Recorded data:
■ ■ ■ ■
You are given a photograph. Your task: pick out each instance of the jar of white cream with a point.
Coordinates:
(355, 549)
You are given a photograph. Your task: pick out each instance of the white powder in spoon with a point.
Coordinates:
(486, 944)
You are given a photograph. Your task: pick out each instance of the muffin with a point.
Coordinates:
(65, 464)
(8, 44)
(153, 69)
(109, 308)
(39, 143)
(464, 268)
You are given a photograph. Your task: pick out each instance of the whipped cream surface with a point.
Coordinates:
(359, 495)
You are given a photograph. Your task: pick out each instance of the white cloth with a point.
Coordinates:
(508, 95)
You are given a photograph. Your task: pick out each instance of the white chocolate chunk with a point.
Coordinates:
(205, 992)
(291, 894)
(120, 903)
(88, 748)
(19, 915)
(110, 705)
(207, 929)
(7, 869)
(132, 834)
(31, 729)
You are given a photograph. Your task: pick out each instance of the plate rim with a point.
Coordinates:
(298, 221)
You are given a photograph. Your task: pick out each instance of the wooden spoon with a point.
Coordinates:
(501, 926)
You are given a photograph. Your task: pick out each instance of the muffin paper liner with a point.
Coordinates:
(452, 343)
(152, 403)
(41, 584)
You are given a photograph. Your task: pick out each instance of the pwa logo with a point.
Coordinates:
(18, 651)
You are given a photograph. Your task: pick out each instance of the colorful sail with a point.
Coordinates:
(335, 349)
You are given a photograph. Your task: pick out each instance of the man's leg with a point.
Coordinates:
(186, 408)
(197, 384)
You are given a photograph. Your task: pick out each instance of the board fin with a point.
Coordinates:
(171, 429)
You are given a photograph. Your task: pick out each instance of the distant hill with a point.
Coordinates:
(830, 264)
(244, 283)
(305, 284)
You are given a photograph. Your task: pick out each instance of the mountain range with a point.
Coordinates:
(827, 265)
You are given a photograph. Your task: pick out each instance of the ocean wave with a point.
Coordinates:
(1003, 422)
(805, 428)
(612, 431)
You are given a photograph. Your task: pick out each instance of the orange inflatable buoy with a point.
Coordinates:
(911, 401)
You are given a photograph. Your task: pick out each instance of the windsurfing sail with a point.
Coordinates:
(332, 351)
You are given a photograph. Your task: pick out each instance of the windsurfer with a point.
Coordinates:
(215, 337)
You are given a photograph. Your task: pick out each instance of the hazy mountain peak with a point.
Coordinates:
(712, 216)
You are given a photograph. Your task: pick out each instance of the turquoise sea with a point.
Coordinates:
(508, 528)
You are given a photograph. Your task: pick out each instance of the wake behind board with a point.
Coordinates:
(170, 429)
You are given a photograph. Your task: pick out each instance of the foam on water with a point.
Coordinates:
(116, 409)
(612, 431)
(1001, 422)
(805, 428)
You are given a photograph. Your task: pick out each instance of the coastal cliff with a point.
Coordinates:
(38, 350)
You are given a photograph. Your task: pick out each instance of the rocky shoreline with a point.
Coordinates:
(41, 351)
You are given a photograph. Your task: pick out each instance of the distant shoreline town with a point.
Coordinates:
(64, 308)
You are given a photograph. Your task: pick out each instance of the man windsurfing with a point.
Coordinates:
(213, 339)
■ ■ ■ ■
Count the lines in the entries where the string "sail" appears, and report only the number.

2